-- Begin Data in this exercise --

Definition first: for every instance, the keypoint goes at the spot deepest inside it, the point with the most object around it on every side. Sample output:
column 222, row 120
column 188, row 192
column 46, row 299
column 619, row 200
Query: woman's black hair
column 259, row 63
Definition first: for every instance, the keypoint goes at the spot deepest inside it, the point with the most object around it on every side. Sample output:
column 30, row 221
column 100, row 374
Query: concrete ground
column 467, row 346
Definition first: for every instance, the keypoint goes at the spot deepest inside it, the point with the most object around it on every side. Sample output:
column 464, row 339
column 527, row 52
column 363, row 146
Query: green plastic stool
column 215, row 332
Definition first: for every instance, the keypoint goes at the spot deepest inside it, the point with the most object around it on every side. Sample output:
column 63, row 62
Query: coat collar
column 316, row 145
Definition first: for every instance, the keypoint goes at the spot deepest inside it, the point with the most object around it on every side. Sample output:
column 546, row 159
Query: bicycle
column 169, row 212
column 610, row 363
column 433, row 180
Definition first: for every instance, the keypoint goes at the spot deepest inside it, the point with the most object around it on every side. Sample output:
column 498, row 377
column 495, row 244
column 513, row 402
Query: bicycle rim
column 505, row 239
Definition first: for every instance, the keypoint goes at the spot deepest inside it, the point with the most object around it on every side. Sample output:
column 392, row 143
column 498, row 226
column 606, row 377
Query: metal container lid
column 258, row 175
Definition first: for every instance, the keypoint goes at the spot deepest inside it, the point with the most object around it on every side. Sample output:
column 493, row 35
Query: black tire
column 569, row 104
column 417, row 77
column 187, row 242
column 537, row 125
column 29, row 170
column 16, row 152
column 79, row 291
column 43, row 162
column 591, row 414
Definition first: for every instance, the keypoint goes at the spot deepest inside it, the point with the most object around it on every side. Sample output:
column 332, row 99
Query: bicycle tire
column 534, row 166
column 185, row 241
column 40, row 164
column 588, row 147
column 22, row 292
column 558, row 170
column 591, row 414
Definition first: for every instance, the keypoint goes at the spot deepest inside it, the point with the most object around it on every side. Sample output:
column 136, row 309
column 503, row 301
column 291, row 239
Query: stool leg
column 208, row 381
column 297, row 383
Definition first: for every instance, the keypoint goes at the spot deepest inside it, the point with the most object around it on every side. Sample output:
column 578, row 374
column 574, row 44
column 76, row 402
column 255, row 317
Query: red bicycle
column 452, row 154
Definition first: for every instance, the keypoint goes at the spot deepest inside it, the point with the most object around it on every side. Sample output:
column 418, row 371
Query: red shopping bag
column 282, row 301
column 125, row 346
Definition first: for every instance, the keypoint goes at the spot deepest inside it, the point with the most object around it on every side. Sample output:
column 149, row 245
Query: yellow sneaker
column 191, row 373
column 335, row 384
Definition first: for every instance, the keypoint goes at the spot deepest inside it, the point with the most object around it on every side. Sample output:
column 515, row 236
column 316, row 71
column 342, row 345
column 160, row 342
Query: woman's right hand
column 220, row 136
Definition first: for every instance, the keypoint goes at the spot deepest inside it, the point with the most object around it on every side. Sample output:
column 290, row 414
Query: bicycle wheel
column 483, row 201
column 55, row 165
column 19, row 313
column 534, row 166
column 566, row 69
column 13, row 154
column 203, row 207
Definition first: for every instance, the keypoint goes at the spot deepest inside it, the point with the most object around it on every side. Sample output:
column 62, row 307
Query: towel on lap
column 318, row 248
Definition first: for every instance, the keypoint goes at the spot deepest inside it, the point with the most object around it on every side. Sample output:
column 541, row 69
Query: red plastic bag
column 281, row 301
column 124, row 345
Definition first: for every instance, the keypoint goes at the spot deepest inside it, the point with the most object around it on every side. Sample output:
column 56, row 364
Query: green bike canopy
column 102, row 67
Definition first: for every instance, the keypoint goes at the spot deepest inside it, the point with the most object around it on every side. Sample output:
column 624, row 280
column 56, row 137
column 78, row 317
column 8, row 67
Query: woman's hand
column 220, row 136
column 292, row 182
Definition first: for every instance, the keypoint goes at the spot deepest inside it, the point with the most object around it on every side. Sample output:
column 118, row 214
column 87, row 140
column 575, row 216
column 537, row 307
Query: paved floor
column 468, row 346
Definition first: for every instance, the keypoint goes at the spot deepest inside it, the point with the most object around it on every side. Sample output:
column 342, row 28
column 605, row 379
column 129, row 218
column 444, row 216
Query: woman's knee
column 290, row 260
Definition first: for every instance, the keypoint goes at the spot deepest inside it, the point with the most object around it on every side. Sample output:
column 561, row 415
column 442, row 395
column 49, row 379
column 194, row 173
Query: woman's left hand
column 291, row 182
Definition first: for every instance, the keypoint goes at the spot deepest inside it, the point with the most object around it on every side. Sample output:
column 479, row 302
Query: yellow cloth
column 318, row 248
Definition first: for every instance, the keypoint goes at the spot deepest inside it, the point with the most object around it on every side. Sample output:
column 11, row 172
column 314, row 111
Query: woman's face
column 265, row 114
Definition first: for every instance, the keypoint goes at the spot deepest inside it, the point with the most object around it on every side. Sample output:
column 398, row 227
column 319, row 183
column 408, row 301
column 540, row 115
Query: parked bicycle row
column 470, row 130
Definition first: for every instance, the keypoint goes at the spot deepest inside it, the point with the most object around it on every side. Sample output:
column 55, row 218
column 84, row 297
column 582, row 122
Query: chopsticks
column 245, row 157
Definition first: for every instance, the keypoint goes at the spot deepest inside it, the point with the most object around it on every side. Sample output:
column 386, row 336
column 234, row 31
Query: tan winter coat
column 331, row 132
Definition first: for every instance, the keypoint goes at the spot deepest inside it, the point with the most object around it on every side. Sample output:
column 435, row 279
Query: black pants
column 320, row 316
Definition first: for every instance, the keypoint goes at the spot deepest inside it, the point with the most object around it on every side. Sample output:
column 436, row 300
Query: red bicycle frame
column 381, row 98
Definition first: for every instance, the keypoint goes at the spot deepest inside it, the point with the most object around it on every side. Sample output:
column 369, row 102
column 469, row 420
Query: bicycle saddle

-- End Data in this exercise --
-- Begin Data in this exercise --

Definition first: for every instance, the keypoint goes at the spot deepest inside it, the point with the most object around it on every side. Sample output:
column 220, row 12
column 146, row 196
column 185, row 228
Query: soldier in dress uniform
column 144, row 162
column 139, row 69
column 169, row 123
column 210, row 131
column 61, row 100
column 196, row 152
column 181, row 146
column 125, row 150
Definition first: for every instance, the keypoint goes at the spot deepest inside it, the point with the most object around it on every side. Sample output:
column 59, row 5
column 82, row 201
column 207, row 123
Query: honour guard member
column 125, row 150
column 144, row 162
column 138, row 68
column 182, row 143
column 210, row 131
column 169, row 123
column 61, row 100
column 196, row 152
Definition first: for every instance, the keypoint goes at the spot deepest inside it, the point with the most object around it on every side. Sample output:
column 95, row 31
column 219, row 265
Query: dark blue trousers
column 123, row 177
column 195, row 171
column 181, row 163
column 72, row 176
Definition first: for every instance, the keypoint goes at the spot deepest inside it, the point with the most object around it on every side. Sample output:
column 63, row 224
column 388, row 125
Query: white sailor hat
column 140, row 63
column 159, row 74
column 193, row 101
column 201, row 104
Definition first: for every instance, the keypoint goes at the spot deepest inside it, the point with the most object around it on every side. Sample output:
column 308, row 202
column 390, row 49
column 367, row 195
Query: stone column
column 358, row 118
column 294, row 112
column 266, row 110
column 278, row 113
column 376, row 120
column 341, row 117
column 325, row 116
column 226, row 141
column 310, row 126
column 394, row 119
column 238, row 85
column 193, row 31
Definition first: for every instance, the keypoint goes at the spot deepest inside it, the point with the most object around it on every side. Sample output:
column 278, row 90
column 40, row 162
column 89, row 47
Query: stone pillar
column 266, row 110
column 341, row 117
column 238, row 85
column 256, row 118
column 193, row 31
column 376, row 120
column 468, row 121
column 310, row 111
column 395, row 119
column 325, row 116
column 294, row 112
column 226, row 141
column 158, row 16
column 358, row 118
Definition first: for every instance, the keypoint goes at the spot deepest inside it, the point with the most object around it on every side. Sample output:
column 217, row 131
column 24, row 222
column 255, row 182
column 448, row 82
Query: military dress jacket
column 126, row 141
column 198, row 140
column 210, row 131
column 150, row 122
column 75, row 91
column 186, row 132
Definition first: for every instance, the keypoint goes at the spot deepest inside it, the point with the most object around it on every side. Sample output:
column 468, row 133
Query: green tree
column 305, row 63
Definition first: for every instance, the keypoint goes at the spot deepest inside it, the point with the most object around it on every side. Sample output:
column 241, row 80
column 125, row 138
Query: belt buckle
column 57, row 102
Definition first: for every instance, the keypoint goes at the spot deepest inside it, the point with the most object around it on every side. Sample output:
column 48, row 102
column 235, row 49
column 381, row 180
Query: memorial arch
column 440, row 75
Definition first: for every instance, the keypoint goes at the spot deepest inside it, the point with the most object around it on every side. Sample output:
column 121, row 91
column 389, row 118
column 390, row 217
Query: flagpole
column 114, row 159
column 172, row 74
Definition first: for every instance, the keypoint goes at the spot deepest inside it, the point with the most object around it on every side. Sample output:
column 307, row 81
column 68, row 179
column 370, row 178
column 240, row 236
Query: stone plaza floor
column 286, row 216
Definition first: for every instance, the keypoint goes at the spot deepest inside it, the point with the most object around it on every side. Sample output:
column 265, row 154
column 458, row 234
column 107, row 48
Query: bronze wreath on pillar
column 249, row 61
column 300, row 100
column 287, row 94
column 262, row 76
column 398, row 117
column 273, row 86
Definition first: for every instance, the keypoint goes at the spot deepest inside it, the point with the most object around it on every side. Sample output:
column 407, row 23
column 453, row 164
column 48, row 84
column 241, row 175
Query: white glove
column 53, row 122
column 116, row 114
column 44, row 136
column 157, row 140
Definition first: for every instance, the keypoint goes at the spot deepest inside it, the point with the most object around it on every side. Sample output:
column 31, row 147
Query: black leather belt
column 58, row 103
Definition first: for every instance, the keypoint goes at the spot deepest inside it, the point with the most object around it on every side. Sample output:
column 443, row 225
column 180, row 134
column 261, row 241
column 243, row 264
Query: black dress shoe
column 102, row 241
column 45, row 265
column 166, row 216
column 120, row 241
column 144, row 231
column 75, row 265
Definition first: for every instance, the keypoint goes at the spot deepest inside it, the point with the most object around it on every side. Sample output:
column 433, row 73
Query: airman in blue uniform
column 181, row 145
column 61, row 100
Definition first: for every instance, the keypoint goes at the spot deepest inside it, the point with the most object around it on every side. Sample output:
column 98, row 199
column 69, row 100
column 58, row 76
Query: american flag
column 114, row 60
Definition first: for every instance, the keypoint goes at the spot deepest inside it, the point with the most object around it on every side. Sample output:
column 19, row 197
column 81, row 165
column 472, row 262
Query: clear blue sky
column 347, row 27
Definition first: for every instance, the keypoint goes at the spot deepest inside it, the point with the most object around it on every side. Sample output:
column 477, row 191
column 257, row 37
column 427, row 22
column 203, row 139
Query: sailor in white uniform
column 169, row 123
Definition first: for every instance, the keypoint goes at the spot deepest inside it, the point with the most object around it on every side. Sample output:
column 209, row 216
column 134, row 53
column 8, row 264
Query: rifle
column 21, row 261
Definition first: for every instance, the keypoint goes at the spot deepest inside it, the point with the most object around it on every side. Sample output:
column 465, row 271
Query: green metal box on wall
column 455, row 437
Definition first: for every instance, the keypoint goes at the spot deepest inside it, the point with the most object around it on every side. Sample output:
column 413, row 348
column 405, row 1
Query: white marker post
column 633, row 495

-- End Data in this exercise --

**Problem statement:**
Extract every line in the items above that contains the word "yellow".

**Complete response:**
Query: yellow sneaker
Query: yellow cloth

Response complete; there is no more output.